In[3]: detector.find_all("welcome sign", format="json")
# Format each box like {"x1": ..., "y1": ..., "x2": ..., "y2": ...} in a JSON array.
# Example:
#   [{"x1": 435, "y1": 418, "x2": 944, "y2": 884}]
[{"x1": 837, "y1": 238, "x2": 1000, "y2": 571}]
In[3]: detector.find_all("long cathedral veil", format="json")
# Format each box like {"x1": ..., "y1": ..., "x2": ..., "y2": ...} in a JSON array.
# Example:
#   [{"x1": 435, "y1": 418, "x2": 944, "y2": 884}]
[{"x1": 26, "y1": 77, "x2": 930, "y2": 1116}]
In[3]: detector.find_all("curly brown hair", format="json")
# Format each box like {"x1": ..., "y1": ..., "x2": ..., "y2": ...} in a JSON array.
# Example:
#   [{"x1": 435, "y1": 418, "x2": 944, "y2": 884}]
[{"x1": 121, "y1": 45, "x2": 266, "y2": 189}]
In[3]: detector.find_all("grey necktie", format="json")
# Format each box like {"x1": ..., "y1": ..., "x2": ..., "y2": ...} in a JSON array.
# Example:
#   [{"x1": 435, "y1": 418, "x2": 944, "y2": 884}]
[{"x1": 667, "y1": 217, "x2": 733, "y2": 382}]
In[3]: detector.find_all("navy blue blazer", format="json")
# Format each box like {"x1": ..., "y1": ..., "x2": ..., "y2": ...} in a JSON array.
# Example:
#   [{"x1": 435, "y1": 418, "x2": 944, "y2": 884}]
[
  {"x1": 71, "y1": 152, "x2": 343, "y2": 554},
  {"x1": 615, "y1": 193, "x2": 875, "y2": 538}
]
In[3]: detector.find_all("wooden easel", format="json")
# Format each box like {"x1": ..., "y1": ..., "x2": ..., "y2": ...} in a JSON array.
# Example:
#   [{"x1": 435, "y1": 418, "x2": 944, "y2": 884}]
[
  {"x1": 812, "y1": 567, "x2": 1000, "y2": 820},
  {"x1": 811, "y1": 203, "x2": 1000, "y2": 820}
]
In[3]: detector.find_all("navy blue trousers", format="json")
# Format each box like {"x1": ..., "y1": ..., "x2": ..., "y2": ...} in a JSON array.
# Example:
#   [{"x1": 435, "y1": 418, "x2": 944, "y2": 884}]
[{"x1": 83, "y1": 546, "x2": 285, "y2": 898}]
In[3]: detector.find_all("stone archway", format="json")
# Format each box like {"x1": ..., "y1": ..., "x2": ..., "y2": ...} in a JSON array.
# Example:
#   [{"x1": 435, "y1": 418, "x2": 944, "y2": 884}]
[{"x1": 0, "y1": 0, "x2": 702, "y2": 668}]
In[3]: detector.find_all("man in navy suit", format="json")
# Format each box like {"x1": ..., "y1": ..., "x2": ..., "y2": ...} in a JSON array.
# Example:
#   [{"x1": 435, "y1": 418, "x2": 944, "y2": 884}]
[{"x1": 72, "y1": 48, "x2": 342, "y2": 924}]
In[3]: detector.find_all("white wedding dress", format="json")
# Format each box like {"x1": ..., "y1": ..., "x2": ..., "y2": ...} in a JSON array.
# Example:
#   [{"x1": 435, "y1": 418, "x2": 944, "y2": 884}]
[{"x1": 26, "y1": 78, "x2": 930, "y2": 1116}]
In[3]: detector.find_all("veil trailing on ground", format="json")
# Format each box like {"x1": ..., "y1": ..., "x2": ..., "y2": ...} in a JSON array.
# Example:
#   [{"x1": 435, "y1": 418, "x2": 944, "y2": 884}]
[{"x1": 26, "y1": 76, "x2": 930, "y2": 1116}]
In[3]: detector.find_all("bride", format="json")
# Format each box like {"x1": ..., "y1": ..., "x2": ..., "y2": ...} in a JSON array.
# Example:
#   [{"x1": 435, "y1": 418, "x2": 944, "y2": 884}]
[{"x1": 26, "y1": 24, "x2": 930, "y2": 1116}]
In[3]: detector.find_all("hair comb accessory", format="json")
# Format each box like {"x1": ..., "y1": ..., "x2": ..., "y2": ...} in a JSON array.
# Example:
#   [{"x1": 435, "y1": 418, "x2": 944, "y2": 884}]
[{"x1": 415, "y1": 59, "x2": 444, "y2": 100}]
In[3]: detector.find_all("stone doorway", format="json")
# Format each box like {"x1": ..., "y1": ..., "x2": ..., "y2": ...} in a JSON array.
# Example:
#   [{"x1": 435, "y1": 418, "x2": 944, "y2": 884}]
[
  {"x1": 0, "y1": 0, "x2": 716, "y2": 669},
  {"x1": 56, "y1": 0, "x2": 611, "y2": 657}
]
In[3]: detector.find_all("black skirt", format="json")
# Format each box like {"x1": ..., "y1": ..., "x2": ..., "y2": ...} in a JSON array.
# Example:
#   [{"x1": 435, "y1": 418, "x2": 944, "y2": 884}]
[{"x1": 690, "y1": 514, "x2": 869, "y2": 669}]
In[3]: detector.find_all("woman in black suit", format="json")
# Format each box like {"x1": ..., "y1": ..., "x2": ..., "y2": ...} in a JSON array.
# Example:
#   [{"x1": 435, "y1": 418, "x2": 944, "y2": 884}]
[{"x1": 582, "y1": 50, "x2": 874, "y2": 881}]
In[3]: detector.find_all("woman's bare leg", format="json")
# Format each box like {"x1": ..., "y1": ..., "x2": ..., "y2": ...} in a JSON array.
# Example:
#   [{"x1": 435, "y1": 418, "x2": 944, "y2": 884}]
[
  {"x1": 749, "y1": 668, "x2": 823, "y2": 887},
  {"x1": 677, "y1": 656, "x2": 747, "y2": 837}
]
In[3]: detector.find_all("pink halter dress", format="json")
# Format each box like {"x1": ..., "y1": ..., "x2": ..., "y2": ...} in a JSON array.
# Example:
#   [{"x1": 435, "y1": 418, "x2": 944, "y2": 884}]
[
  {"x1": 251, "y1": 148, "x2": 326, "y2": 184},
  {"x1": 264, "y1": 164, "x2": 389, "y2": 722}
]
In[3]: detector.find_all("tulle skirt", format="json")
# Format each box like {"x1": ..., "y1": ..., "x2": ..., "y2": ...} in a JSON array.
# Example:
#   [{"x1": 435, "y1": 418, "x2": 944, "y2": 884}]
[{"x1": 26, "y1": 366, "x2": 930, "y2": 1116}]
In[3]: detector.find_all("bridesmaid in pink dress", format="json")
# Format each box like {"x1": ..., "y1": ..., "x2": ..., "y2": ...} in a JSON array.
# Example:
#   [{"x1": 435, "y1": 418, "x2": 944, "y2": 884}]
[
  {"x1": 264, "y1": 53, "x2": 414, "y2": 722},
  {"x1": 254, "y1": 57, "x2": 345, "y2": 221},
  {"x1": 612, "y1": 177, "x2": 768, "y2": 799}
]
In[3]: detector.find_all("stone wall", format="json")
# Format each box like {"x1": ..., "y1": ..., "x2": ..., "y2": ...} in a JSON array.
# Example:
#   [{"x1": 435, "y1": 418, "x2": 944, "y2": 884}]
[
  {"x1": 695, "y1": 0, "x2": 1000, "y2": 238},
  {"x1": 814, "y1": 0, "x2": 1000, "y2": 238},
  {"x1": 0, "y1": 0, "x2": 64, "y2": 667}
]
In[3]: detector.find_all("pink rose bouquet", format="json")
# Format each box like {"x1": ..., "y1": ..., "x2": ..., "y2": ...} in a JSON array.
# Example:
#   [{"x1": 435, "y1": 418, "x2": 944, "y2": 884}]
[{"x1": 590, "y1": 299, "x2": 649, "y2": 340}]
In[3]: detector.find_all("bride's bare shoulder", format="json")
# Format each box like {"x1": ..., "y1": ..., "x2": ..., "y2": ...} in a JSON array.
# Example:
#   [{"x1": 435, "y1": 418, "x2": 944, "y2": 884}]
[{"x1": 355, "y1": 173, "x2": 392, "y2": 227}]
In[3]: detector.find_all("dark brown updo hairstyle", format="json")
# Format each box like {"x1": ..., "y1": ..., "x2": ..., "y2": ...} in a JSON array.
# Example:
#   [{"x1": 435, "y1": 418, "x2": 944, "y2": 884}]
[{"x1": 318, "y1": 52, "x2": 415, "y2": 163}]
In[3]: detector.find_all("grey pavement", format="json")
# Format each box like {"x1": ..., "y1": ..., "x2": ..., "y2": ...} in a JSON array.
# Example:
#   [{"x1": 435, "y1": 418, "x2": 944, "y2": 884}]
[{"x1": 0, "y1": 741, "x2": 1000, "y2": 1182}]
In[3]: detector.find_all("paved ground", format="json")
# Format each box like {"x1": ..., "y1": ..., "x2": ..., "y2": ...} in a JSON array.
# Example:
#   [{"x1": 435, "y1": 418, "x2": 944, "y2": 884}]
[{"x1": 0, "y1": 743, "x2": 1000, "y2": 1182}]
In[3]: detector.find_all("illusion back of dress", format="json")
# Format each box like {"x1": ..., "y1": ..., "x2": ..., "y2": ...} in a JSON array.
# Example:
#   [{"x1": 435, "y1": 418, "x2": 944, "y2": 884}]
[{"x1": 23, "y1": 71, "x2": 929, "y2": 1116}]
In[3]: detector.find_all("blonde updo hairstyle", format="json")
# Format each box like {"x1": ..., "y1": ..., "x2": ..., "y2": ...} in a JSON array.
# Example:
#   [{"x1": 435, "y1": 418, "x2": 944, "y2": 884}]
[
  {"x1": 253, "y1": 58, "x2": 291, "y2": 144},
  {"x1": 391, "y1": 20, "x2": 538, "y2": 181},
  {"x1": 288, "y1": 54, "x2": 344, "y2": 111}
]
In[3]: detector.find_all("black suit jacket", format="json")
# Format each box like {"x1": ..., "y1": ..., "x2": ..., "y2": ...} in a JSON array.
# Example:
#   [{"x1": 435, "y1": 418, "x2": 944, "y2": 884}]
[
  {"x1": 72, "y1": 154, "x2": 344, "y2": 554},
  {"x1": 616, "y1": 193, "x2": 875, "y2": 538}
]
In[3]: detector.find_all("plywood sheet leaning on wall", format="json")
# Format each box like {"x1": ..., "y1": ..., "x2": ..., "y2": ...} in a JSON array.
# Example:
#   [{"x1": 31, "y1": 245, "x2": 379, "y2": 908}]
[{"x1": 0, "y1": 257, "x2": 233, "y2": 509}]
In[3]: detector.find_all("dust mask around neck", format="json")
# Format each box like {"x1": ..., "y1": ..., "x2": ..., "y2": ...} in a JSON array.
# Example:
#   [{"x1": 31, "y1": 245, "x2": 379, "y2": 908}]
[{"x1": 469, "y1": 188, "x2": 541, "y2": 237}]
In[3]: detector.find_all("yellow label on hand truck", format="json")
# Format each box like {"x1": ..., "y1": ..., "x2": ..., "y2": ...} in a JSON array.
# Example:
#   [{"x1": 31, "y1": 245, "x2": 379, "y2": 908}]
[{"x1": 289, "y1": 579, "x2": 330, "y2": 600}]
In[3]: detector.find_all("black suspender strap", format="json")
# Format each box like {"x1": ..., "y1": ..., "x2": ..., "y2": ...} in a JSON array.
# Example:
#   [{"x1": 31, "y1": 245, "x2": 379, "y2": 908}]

_WHAT YOU ARE ASKED TO DO:_
Repeat exactly the lines from the one containing "label on hand" through the last line of the records above, both included, and nothing else.

_WORKED SOLUTION:_
In[3]: detector.find_all("yellow label on hand truck", format="json")
# Format each box like {"x1": ..., "y1": ..., "x2": ..., "y2": ...} in a JSON array.
# Example:
#   [{"x1": 31, "y1": 245, "x2": 379, "y2": 908}]
[{"x1": 289, "y1": 579, "x2": 330, "y2": 600}]
In[3]: detector.find_all("black suspender strap", format="json")
# Format each box like {"x1": ..., "y1": ..., "x2": ..., "y2": ...} in a JSON array.
# Example:
#   [{"x1": 31, "y1": 245, "x2": 379, "y2": 908}]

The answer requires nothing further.